PROBLEM TO SOLVE: Character for character, transcribe the entries below, minus the images.

TASK DATA section start

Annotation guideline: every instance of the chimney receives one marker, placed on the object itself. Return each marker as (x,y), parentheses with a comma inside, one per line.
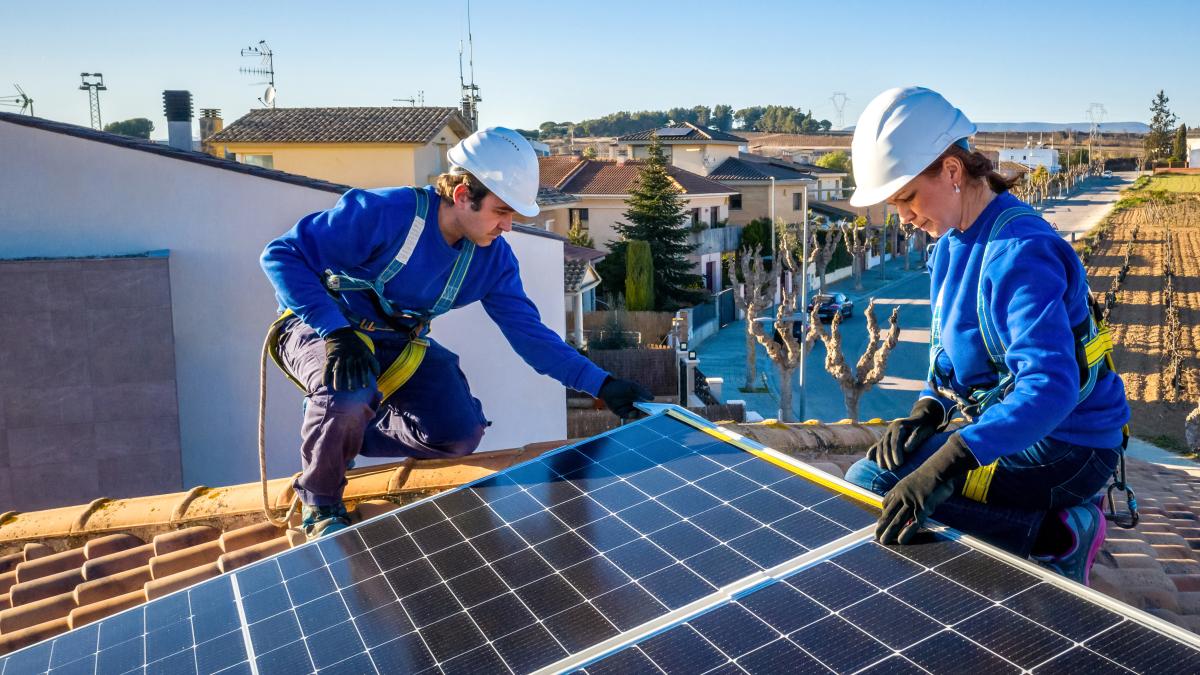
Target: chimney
(210,124)
(178,107)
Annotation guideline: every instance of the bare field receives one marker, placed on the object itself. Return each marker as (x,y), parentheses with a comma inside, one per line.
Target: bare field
(1140,321)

TASK DATA section end

FINISHED TASK:
Annotation guideline: every instance of the chimney receives one marker, placed on the object itself. Return each marker as (x,y), parentheses with a comma inside, one per line.
Target: chimney
(210,124)
(178,107)
Annotation guideline: every instance of the bare field receives one marker, placed on the object itself. Return each marker as (x,y), parentheses with a comma inside, one per line.
Target: bare field
(1140,321)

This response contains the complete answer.